# Provided text start

Care facility main topic again at boro council meeting
November 27, 2018
The proposal to turn the former Mt. Oliver School building on Hays Avenue into a health and care giving facility operated by the human service agency Auberle was again the main topic at the Nov. 19 meeting of Mt. Oliver Borough Council.
The proposal will go before the borough Zoning Hearing Board in a public hearing on Tuesday, December 18, at 7 p.m., at the municipal building, 150 Brownsville Rd.
If there is a large turnout, the meeting may move to a bigger room, possibly the fire hall.
The application is for a special exception for use as a group care facility. Another application is seeking variance for: (1) setback and area requirements; and, (2) parking requirements.
During the hearing, Auberle officials will make a presentation, after which board members may ask questions. The public may comment, but it will be up to the board on the amount/length of commenting.
Mayor Frank Bernardini, who is staunchly opposed to the facility, expressed disagreement with a South Pittsburgh Reporter opinion piece entitled, “Family Healing Center will be good for borough (November 13, 2018, https://goo.gl/YC9vKT).”
The commentoral states the program, called the Auberle Family Healing Center, will be highly regulated by the state, and that they expect a staff of about 25 and have a history of hiring locally. The faith-based organization has operated programs for 60 years dealing with substance abuse, job training, counseling, and more.
“I never said Auberle was not a reputable firm. It’s not suitable for us right now,” Mr. Bernardini said.
He previously presented county Executive Rich Fitzgerald with a 200-signature petition opposed to the facility.
“This borough isn’t a dumping ground for every social program they want to implement,” he once said.
Under Auberle’s substance use disorder program proposed for placement in the borough, families impacted by a caregiver’s addiction will move into one of the facility’s apartments for four to six months with treatment focused on everyone challenged by that addiction.

# Provided text end

Exercise A
Pick out every line of the entries below that contains the word "carpet".

# Data provided start

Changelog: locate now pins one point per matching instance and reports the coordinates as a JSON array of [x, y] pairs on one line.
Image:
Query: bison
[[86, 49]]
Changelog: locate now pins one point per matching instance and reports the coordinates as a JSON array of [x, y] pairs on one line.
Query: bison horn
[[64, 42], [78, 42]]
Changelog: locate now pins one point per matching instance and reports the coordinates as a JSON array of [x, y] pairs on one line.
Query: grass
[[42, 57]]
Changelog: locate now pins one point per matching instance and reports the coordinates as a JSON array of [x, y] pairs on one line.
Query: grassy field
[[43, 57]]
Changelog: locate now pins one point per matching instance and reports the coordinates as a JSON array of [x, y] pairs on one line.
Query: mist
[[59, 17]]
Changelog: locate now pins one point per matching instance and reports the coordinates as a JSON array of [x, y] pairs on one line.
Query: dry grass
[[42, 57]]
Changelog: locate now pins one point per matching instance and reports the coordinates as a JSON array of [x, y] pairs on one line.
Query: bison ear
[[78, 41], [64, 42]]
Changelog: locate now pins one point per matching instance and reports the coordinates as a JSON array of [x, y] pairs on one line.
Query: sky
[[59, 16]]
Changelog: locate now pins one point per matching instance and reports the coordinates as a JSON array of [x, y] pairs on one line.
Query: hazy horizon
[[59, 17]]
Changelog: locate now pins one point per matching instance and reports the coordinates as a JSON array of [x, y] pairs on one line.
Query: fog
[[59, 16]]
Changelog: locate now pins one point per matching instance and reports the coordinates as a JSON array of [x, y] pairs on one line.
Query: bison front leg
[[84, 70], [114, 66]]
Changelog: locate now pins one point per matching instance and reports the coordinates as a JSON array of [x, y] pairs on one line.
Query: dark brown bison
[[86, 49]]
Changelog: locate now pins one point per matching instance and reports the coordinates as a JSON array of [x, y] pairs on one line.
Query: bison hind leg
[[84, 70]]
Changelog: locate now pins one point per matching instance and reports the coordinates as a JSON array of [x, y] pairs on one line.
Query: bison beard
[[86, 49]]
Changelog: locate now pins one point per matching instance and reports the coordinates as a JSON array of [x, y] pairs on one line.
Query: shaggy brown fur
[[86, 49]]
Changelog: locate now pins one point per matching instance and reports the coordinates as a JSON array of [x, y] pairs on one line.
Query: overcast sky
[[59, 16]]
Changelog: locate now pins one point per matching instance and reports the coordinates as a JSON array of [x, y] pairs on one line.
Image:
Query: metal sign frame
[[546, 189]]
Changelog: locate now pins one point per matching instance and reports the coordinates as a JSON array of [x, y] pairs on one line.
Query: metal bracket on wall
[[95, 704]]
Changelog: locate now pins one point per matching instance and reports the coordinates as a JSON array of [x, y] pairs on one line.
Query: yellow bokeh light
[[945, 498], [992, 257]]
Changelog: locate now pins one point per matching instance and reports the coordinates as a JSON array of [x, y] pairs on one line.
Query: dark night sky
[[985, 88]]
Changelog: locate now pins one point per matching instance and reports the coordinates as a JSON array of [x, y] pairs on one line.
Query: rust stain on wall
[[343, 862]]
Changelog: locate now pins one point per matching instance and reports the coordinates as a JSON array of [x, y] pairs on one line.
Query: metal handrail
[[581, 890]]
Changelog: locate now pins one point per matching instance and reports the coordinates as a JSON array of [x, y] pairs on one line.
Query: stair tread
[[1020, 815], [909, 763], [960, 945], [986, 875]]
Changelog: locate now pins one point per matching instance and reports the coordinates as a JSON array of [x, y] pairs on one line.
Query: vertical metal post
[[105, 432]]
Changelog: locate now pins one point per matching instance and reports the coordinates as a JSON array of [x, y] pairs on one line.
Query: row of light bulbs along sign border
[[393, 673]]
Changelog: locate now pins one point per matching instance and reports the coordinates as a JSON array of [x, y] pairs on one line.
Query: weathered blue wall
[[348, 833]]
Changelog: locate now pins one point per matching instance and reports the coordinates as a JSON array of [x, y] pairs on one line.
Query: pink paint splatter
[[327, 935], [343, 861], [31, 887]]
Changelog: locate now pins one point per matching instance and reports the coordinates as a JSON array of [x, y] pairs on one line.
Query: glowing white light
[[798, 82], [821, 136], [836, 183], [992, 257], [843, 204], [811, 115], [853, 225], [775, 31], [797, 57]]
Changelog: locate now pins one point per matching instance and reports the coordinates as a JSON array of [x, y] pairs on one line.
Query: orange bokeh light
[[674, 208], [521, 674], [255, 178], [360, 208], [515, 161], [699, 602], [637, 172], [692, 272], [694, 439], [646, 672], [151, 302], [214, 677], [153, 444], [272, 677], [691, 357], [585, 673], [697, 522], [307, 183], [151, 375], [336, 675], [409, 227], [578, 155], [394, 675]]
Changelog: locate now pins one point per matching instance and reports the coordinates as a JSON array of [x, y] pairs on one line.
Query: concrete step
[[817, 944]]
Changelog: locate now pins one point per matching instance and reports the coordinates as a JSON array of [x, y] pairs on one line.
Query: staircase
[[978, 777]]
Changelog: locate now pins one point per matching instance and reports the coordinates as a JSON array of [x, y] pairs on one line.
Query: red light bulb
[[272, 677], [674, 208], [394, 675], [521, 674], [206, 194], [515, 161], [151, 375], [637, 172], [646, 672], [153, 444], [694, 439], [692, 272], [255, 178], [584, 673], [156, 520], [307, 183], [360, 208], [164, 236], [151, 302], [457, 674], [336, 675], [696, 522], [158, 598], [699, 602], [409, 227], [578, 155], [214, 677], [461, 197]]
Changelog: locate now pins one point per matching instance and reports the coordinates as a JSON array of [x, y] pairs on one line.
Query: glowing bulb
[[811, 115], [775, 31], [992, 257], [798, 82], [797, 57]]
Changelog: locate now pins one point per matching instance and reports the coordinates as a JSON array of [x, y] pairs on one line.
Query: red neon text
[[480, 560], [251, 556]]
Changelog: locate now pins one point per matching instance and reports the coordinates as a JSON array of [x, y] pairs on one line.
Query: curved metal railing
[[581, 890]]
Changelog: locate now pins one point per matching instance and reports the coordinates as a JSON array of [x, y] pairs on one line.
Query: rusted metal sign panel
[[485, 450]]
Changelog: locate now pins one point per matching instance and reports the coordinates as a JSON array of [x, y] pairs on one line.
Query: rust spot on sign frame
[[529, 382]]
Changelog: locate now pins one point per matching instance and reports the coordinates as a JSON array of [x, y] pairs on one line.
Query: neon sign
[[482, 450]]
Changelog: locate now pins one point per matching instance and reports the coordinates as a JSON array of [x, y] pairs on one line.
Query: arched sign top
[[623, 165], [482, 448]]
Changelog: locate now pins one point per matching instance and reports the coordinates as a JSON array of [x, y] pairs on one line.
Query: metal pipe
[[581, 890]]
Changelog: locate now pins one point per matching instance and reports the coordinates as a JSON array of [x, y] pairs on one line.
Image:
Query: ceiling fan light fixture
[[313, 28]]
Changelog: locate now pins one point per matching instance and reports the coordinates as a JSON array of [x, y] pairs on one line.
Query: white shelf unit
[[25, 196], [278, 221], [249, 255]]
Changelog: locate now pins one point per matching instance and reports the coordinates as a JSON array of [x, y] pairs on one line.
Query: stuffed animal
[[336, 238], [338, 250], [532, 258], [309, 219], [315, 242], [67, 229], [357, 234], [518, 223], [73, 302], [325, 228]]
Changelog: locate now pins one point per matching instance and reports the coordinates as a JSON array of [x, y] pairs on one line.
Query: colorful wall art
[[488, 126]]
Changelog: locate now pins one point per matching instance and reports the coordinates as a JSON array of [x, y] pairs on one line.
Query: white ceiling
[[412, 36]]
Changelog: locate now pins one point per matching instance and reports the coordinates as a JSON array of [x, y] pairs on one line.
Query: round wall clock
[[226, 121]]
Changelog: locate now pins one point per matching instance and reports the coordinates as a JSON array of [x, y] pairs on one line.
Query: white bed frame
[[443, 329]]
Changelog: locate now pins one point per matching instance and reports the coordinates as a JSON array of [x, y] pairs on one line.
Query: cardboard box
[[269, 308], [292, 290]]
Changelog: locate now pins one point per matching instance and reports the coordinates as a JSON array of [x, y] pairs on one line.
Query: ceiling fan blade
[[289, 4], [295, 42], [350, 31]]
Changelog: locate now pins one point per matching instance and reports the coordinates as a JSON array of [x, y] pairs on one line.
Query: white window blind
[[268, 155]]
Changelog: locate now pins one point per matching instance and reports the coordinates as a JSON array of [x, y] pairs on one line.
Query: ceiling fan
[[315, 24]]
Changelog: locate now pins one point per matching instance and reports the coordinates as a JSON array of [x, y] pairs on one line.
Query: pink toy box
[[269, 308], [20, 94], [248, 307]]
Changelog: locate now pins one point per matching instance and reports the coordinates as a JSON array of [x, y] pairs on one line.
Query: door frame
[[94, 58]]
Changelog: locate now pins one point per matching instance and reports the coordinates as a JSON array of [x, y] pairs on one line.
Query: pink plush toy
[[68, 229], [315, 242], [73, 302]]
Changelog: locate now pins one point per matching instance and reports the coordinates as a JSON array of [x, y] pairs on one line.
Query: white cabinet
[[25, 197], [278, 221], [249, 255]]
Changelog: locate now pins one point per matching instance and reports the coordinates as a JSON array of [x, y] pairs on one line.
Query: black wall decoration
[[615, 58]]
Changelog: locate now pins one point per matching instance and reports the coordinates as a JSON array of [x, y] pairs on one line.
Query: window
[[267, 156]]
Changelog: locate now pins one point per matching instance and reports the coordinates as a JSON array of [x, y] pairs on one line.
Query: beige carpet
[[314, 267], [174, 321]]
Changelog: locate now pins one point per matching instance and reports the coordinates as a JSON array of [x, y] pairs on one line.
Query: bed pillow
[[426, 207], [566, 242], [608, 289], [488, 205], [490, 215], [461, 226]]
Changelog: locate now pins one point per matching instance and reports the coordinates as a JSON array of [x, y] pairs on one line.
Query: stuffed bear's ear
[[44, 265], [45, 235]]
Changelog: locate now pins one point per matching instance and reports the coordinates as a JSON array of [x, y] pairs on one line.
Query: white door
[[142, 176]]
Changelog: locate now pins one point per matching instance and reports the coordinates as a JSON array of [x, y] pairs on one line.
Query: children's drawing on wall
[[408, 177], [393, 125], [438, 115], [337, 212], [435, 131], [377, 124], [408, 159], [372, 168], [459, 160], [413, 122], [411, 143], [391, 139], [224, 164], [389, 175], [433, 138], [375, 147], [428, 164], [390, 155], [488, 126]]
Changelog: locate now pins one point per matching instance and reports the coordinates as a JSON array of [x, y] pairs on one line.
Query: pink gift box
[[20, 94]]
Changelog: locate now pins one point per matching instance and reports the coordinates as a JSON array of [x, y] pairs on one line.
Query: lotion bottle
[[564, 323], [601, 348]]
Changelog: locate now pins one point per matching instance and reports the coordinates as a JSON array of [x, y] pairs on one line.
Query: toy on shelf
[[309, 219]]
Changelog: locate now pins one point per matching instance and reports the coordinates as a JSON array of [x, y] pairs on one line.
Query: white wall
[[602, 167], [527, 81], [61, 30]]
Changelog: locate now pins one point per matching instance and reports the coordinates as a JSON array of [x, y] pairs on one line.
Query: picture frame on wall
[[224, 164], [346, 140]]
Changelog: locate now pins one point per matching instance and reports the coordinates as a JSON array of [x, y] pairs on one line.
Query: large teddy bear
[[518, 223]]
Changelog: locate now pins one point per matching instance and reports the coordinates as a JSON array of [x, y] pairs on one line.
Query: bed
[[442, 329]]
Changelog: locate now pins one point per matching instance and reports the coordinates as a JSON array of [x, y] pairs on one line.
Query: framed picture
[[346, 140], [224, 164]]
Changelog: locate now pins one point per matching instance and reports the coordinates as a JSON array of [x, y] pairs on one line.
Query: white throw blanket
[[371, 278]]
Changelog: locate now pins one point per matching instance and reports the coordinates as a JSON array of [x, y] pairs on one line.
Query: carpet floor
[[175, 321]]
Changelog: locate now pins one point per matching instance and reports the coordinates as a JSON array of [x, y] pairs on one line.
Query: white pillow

# Data provided end

Exercise B
List every calendar date that appears in the care facility article.

Exercise solution A
Query: beige carpet
Query: carpet floor

Exercise solution B
November 27, 2018
Nov. 19
Tuesday, December 18
November 13, 2018